- [TASK TO COMPLETE] Extract every line from the records below that contains the string "perched", treating uppercase and lowercase letters as different.

- [SUPPLIED DATA]
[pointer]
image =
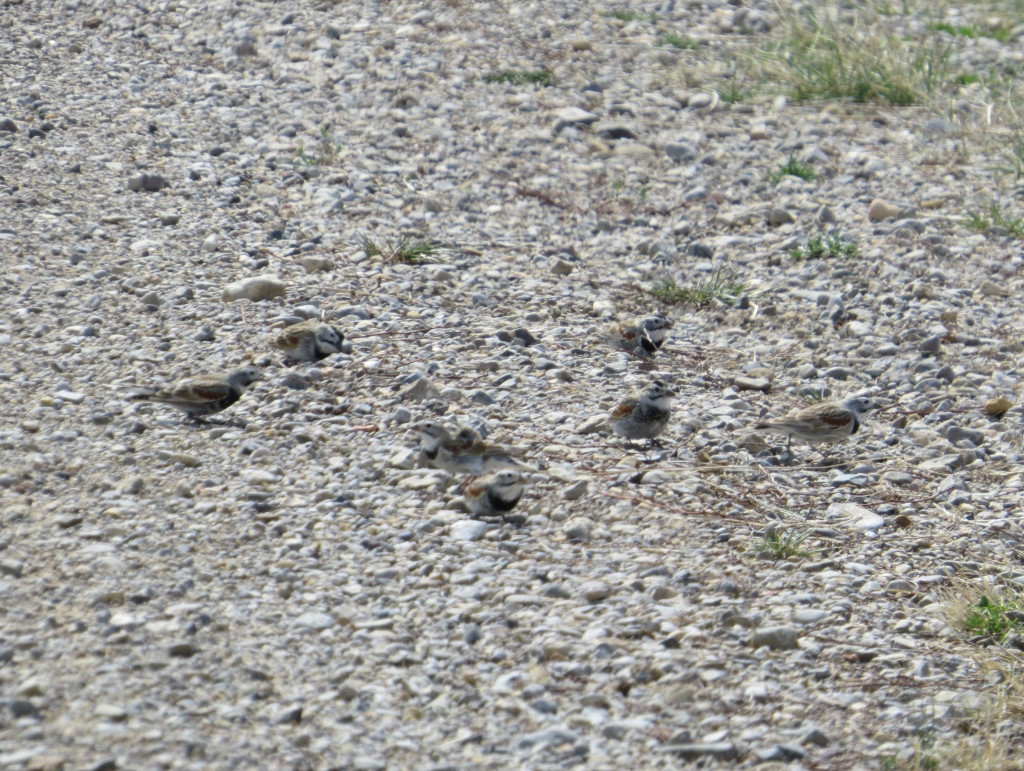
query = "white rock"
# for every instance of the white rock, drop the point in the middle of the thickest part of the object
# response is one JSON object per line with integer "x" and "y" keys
{"x": 255, "y": 289}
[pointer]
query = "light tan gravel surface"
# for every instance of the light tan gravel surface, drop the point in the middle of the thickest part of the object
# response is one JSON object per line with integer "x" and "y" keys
{"x": 286, "y": 588}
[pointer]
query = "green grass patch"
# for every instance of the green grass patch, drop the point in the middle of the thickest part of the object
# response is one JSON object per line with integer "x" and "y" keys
{"x": 520, "y": 77}
{"x": 994, "y": 618}
{"x": 792, "y": 168}
{"x": 820, "y": 246}
{"x": 843, "y": 55}
{"x": 407, "y": 250}
{"x": 676, "y": 41}
{"x": 777, "y": 546}
{"x": 994, "y": 218}
{"x": 325, "y": 153}
{"x": 964, "y": 31}
{"x": 722, "y": 288}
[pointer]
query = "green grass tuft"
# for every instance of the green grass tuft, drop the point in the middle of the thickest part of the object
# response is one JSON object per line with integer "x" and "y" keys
{"x": 326, "y": 152}
{"x": 995, "y": 218}
{"x": 964, "y": 31}
{"x": 824, "y": 246}
{"x": 994, "y": 618}
{"x": 786, "y": 545}
{"x": 841, "y": 54}
{"x": 721, "y": 288}
{"x": 407, "y": 250}
{"x": 520, "y": 77}
{"x": 792, "y": 168}
{"x": 676, "y": 41}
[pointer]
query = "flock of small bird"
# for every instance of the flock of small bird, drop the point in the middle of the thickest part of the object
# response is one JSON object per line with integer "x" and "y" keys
{"x": 497, "y": 478}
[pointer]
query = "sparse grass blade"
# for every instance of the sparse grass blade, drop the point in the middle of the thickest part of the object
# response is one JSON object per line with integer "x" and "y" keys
{"x": 778, "y": 546}
{"x": 520, "y": 77}
{"x": 840, "y": 53}
{"x": 407, "y": 250}
{"x": 819, "y": 246}
{"x": 792, "y": 168}
{"x": 995, "y": 221}
{"x": 722, "y": 288}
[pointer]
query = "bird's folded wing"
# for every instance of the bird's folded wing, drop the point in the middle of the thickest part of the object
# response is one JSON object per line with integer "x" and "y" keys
{"x": 200, "y": 390}
{"x": 625, "y": 410}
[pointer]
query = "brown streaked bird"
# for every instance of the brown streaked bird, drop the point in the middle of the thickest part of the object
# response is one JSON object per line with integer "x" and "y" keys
{"x": 644, "y": 415}
{"x": 824, "y": 422}
{"x": 495, "y": 495}
{"x": 641, "y": 336}
{"x": 308, "y": 341}
{"x": 203, "y": 394}
{"x": 464, "y": 453}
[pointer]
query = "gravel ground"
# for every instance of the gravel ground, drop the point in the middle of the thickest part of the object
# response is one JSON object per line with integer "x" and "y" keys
{"x": 288, "y": 590}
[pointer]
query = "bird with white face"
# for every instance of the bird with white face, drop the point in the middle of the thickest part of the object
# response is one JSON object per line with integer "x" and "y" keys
{"x": 308, "y": 341}
{"x": 642, "y": 336}
{"x": 824, "y": 422}
{"x": 463, "y": 453}
{"x": 202, "y": 394}
{"x": 495, "y": 495}
{"x": 645, "y": 414}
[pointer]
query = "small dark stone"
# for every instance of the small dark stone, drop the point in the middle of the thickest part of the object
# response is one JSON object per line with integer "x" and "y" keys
{"x": 182, "y": 649}
{"x": 523, "y": 334}
{"x": 293, "y": 715}
{"x": 147, "y": 183}
{"x": 700, "y": 251}
{"x": 22, "y": 708}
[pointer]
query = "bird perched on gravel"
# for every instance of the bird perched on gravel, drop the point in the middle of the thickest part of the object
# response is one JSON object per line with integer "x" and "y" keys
{"x": 644, "y": 415}
{"x": 308, "y": 341}
{"x": 495, "y": 495}
{"x": 641, "y": 336}
{"x": 826, "y": 421}
{"x": 203, "y": 394}
{"x": 465, "y": 453}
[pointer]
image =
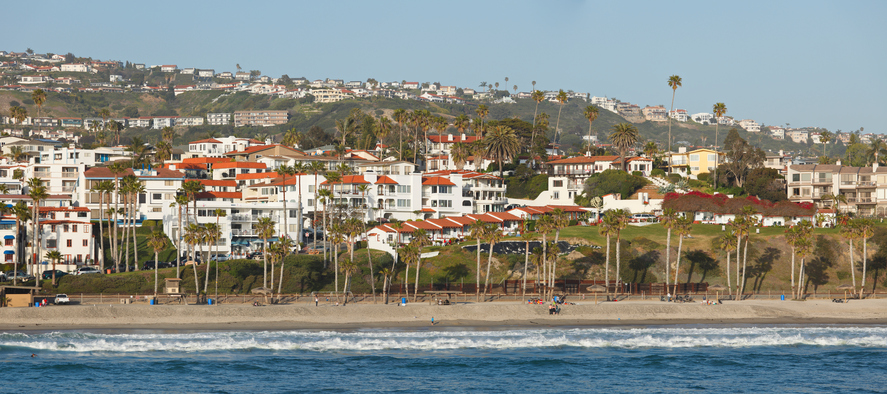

- [TASK RESULT]
query = "bird perched on gravel"
# for every instance of the bird perched on gravel, drop the point in the middle of the thickest part of the object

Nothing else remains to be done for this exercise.